WRITTEN TASK
Look for "Each instance of the tablet" in the listing below, then copy exactly the line it appears in and all lines after it to the end, and nothing more.

(Coordinate labeling data)
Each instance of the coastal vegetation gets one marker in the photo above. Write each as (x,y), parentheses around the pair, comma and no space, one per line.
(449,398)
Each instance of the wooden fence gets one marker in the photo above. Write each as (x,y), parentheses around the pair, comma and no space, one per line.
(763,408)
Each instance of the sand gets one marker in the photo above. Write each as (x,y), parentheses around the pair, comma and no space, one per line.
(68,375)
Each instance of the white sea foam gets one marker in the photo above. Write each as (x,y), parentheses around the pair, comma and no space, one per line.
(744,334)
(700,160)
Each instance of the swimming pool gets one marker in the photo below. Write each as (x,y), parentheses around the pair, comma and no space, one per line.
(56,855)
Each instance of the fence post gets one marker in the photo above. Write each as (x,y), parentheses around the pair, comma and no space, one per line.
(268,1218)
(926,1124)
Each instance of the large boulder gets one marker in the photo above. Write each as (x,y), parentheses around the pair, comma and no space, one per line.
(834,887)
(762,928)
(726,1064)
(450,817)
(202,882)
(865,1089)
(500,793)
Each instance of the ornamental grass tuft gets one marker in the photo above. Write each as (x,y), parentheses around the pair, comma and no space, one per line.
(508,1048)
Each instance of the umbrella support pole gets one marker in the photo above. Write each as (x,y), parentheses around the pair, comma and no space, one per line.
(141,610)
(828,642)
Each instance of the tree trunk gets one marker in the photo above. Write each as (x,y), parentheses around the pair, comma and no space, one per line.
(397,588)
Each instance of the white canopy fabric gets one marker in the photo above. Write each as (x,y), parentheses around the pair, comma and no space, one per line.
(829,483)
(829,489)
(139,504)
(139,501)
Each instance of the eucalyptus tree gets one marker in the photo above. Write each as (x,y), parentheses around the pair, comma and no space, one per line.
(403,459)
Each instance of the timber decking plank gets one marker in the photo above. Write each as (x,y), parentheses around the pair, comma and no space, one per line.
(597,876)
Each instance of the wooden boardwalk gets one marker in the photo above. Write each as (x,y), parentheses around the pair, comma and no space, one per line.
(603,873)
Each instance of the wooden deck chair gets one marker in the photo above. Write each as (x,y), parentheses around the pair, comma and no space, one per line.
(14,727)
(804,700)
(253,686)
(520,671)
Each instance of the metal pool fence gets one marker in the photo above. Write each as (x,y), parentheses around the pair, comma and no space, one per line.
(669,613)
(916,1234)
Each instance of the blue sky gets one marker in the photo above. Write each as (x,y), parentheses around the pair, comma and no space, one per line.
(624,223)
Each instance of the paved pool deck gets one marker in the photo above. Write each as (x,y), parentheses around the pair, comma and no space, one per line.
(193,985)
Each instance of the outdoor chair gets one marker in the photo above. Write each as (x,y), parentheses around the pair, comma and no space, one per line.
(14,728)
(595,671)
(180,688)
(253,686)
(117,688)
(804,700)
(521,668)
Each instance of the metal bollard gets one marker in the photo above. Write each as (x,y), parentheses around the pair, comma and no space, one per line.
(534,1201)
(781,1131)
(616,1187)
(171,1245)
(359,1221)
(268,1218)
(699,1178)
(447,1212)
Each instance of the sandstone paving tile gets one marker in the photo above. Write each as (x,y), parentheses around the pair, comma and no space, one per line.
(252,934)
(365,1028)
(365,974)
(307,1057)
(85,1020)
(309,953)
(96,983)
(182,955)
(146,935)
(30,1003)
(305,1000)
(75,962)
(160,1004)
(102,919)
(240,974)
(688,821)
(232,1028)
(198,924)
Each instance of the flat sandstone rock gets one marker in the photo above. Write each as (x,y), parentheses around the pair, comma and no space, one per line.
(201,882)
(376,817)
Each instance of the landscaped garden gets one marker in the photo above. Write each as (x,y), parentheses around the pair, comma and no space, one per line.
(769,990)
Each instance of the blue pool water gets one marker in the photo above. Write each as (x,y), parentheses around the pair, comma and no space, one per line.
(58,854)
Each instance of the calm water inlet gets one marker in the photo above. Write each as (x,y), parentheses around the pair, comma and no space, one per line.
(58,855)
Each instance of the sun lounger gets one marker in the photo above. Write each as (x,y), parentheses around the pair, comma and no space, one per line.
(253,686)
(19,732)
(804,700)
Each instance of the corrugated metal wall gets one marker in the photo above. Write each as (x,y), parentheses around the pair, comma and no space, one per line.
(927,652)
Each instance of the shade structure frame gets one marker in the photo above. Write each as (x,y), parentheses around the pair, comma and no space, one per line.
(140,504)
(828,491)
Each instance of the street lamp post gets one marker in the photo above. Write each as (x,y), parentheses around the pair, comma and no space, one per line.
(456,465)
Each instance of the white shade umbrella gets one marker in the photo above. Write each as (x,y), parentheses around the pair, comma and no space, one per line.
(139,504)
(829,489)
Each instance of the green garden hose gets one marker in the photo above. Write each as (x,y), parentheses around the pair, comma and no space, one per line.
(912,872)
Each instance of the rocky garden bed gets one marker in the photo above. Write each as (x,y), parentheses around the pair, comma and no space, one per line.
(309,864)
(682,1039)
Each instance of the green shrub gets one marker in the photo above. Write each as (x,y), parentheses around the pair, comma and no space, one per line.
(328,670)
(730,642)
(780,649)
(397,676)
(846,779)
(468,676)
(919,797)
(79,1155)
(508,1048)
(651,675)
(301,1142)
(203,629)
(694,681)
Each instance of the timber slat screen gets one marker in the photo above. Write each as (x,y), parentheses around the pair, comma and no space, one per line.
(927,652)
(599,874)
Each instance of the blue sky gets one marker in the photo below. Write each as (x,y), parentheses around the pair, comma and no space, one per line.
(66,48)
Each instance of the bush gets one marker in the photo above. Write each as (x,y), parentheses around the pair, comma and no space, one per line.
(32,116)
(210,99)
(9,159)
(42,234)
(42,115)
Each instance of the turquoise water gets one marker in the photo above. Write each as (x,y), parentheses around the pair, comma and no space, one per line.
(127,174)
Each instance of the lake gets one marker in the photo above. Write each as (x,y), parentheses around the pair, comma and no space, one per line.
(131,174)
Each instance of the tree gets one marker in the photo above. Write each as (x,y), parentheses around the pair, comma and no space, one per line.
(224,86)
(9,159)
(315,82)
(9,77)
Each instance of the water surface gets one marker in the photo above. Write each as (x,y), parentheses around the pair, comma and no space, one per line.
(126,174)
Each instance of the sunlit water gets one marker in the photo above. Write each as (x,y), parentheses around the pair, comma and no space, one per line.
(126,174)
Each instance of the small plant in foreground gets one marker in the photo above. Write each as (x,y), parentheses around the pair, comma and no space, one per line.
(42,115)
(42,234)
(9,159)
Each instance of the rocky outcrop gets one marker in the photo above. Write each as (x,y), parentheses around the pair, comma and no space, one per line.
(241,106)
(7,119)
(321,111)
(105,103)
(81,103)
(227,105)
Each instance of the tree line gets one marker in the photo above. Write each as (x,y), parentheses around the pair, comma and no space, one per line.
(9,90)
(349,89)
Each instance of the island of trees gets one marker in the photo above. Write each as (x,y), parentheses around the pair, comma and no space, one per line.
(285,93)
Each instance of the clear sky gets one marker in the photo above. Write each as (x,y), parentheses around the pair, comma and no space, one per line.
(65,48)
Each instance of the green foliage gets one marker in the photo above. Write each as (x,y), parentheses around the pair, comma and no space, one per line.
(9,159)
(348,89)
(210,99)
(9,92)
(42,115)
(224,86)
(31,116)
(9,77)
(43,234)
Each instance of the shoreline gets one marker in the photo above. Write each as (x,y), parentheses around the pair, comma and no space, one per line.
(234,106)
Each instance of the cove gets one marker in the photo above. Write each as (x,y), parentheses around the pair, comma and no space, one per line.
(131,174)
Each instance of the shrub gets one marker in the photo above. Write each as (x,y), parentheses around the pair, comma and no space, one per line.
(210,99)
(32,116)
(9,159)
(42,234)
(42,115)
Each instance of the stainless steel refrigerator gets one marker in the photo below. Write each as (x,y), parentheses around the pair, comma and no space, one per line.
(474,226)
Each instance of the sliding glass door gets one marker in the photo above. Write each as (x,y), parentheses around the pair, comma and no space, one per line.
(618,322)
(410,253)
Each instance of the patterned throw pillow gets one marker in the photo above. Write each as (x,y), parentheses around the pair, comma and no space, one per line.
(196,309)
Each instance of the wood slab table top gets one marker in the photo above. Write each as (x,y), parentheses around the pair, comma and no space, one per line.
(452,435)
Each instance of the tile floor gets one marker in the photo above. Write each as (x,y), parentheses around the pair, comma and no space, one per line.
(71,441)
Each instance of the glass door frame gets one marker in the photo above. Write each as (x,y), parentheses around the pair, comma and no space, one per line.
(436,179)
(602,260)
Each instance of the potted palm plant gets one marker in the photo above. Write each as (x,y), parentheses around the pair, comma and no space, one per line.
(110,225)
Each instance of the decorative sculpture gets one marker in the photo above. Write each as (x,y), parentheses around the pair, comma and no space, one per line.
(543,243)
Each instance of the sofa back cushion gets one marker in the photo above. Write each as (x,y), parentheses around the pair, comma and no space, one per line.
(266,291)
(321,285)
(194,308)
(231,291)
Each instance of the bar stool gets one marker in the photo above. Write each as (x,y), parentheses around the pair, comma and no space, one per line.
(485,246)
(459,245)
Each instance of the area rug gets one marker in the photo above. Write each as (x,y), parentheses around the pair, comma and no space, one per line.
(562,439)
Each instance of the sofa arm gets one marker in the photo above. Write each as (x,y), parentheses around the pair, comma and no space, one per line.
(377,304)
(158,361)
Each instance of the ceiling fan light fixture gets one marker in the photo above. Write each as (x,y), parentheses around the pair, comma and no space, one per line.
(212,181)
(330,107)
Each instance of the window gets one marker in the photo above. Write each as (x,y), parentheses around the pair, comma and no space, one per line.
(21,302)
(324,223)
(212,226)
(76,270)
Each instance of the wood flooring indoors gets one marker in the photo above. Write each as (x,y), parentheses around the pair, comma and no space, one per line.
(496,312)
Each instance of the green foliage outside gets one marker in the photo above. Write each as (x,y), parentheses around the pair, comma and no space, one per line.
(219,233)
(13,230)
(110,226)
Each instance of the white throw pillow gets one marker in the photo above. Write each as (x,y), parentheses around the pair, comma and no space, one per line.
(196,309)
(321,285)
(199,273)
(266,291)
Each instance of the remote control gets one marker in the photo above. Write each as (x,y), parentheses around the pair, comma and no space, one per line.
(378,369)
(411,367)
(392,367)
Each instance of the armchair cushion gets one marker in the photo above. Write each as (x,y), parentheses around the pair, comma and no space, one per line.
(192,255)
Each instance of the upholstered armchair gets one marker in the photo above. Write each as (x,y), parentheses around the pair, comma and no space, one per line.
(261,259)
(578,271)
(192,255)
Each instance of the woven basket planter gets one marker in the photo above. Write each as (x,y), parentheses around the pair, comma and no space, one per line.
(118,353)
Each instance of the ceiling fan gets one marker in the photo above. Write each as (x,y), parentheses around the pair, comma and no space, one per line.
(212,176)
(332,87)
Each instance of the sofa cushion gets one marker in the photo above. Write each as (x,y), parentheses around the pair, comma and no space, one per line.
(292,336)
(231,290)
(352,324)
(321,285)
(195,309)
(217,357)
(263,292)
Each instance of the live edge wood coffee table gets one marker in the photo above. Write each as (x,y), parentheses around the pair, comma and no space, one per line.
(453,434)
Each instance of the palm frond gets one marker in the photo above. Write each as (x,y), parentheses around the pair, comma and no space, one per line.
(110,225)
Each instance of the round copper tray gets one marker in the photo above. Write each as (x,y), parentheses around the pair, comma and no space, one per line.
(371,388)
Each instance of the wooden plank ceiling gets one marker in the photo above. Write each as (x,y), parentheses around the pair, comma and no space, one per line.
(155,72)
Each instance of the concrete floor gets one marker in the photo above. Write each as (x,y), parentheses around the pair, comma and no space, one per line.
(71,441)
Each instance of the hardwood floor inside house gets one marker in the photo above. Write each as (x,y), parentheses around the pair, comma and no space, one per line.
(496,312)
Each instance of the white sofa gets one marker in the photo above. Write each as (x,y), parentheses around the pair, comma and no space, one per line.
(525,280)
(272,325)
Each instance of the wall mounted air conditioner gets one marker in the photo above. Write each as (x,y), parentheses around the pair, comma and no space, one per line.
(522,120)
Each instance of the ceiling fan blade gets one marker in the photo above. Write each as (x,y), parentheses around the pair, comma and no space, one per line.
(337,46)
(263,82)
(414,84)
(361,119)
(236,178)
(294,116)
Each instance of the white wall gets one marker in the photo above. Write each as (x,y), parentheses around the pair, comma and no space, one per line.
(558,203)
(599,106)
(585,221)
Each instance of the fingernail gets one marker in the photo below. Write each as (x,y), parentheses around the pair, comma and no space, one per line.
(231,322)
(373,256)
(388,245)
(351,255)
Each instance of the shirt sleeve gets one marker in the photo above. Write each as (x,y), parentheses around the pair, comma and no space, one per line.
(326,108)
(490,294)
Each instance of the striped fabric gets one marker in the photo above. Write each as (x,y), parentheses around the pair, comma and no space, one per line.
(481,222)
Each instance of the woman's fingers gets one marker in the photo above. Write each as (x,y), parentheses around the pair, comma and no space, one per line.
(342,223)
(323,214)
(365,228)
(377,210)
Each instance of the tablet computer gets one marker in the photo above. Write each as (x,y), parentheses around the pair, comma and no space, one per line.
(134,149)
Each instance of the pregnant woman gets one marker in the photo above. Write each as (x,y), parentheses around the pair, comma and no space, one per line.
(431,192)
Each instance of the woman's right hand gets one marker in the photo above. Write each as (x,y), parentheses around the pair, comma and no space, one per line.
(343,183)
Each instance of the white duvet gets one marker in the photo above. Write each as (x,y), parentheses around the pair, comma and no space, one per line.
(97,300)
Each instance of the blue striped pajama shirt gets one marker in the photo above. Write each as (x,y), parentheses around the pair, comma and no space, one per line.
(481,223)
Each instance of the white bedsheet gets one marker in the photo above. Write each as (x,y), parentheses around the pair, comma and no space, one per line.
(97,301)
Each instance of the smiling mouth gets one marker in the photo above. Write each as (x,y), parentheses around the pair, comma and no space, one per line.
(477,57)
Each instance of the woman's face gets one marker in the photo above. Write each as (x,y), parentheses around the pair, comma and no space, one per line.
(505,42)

THE RESULT
Each instance of the tablet computer gets one marker in the photo above. Write each as (x,y), parentheses around the pair, comma and no space, one per line.
(134,149)
Each instance of the pregnant woman gets one marker in the photo above. Write each as (x,y), parentheses around the pair, comma and no space, one per line.
(431,192)
Each instance of the woman's right hand gets one marker in the photo above. Write each as (x,y), parentheses around the pair, comma and no space, one per line.
(343,183)
Each instance of the white duvet gets one marker in the photo above. Write each as (x,y), parentheses around the pair, comma and no space, one per line.
(97,300)
Each instance of the blue striped pajama shirt gets one marker in the photo above. Write each as (x,y), parentheses around the pair, comma and no space, one per line.
(481,223)
Each instance of the white bedsheet gets one marker in the photo above. Write each as (x,y), parentheses around the pair, comma and no space, one per line.
(97,301)
Each instance of the smiling mouth gets one marker in the photo above. Write each as (x,y), parentheses around the pair, comma and no space, one per line.
(477,57)
Each instance of the woman's face gets one marker in the photo above. Write each as (x,y), parentheses around the pair, comma and no space, one per line.
(505,42)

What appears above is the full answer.